## DOCUMENT EXTRACT:
Start of Block
Ad Hoc Primitivo di Manduria, 2020 @$16/bottle
Tenuta Giustini, Puglia, IT.
Where to buy: Vivino online
We visited Tenuta Giustini during our trip to Puglia in 2019 and wrote glowingly about, well, everything: “From the setting to the hospitality and, of course the wine, Tenuta Giustini shone brightest.” The young, 2nd generation winemaker had a way with Primitivo (Zinfindel outside of Italy) and we bought several bottles to enjoy during our trip. At the time, Tenuta Giustini’s wines had limited US distribution. Just a few years later, to our great surprise and delight, we found its Ad Hoc Primitivo di Manduria on Vivino and bought six bottles. Sometimes, what you taste at the winery, amid the beauty of the vineyards and hospitality of the winemaker, tastes just ok when consumed at home. This was not one of those times. Black raspberry, blackberry and licorice flavors, with a very smooth finish. If you can find it, buy it!
Dave Harvey Walla Walla Valley Cabernet Sauvignon, 2018 @$15/bottle
Walla Walla, Washington
Where to buy: Vivino online
Our friends brought us this yummy wine with a fish on the label as a “congrats on your new boat” gift. None of us was familiar with Dave Harvey Wines, nor had we ever tasted a Cab from Walla Walla, Washington. Well…it was a delicious surprise. Bold, smooth, easy drinking, fruit forward but not jammy. The four of us polished off the bottle in, oh, 45 minutes. At this price, and with good availability at the online wine sites, you could easily make the Dave Harvey Cab your house red.
Napa Valley Cabby, Cabernet Sauvignon, 2017, @$22/bottle
Beau Vigne, Napa Valley, CA
Where to buy: 2017 available at Vivino online
When you give your wine a cute name, and slap a cute label on it, you better make sure the wine is very good and well-priced. Beau Vigne’s Napa Valley Cabby succeeds on both counts [I’m guessing Beau Vigne itself a cute play on the word “bovine.”] At under $25, Cabby is a bit high for everyday drinking but well below prestige Napa Cabs including many other selections from Beau Vigne. Napa Valley Cabby is a delicious sipper that transports your taste buds with young, full-fruit black cherry notes draped over a fine velvety tannin layer. It’s the perfect accompaniment to your favorite burger, pizza or even barbecue.
End of Block
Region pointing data
Start of Block
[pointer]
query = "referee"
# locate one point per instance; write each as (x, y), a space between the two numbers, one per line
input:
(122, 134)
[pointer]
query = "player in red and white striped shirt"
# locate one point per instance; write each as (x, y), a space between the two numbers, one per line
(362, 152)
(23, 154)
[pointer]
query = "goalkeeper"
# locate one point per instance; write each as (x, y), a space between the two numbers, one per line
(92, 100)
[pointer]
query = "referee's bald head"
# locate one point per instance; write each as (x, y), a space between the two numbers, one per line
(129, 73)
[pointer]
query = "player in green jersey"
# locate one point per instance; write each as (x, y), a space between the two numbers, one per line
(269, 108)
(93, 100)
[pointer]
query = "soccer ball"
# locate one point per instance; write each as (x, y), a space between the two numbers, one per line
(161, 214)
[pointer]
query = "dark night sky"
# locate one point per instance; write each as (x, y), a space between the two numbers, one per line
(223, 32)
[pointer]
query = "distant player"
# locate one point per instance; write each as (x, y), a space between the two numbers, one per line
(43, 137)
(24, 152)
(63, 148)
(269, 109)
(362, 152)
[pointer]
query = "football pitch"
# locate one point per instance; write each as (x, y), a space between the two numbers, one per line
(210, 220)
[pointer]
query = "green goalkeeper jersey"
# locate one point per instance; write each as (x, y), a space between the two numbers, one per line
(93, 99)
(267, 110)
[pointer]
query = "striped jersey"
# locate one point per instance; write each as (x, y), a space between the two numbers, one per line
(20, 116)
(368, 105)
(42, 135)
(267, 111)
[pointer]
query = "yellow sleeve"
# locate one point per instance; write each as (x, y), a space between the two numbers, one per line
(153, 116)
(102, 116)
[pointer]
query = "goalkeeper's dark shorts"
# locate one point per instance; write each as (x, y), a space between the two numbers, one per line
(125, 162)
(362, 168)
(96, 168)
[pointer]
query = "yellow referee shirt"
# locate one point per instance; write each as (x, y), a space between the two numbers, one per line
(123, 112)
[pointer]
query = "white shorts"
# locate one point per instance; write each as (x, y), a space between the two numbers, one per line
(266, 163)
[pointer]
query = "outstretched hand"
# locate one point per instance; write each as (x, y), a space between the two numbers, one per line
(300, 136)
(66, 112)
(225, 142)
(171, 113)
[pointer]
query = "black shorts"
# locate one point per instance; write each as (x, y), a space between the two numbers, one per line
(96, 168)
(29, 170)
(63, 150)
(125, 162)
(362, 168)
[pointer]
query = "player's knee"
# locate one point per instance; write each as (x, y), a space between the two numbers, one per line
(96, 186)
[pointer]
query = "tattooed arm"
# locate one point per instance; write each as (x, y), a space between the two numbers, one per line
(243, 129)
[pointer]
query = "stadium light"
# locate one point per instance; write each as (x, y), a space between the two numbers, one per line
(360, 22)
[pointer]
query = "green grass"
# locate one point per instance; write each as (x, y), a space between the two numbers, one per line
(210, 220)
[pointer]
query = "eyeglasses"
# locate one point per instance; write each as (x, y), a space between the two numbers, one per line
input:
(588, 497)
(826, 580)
End of Block
## WORK TASK 1:
Can you sum up the wine reviews in two sentences?
## WORK TASK 2:
Would you extend the wine reviews, picking up after their final sentence?
The listing has no connection to the wine reviews.

## EXERCISE RESPONSE 1:
The wine reviews recommend three reds sold on Vivino online: Tenuta Giustini's 2020 Ad Hoc Primitivo di Manduria from Puglia, Dave Harvey's 2018 Walla Walla Valley Cabernet Sauvignon, and Beau Vigne's 2017 Napa Valley Cabby. The Primitivo tasted as good at home as it did at the winery, the Dave Harvey Cab is cheap enough to be a house red, and the Cabby is a velvety black-cherry sipper priced well below prestige Napa Cabs.

## EXERCISE RESPONSE 2:
Papillon 2018 Napa Valley Red Wine
Orin Swift, St. Helena, CA, @$70/bottle
Orin Swift’s Papillon is a Bordeaux blend made with grapes from vineyards across Napa Valley. Being old, I assumed the “Papillon” tattoo on the guy’s hands was some kind of homage to the 1973 Steve McQueen/Dustin Hoffman Papillon. [regrettably remade in 2017.] But no, the hands on the label are in the shape of a butterfly, which, in French, is papillon. Per the winemaker, “A weathered pair of farm hands and the image of a fragile butterfly extend to the wine itself—delicate yet brawny, nuance but bold.” Ok. Got it.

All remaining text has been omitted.